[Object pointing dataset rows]

- - -

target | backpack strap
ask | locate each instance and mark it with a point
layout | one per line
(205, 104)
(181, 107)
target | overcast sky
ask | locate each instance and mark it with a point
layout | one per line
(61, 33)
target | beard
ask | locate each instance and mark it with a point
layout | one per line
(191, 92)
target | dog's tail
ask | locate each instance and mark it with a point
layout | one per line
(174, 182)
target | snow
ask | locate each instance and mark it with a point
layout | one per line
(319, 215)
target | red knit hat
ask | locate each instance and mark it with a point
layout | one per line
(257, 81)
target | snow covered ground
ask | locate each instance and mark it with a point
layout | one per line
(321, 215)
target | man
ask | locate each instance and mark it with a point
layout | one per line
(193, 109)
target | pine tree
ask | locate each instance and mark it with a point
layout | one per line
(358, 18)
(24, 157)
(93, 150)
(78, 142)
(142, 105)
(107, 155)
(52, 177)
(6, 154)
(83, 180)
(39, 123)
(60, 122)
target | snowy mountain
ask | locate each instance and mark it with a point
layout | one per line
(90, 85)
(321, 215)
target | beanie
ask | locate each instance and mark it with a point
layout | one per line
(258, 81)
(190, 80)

- - -

_Exercise directions_
Rewrite all of the material above, requests included, and shift every point in the answers by adding 141 to both its x and y coordinates.

_Exercise result_
target | backpack strap
ask | locate each instance and mark it with a point
layout | one per line
(346, 245)
(322, 248)
target | overcast sky
ask | locate each instance and mark it with a point
layout | one per line
(202, 174)
target | beard
ask | locate each instance and mark it with a point
layout | one per line
(332, 233)
target | dog's tail
ask | locate each instance and mark it with a point
layout | one per line
(315, 323)
target | snow
ask | locate each instance and mark it with a point
layout | one per line
(460, 356)
target | red knit hat
ask | locate each instance and mark it with a point
layout | one per line
(398, 222)
target | snow covered ground
ask | locate each instance and mark it with a point
layout | one per line
(462, 356)
target | man
ask | locate each instance and mark it with a point
layout | one per line
(334, 250)
target | pine tree
ask | locate each instance and mark it with a point
layout | one per line
(499, 159)
(165, 298)
(234, 291)
(219, 283)
(283, 246)
(248, 296)
(193, 318)
(147, 295)
(224, 321)
(180, 264)
(201, 263)
target | snowy mountain
ask | locate each instance and mark it with a point
layout | one per line
(231, 226)
(462, 356)
target | beanie
ask | locate each instance and mark it with a point
layout | one per line
(399, 222)
(331, 221)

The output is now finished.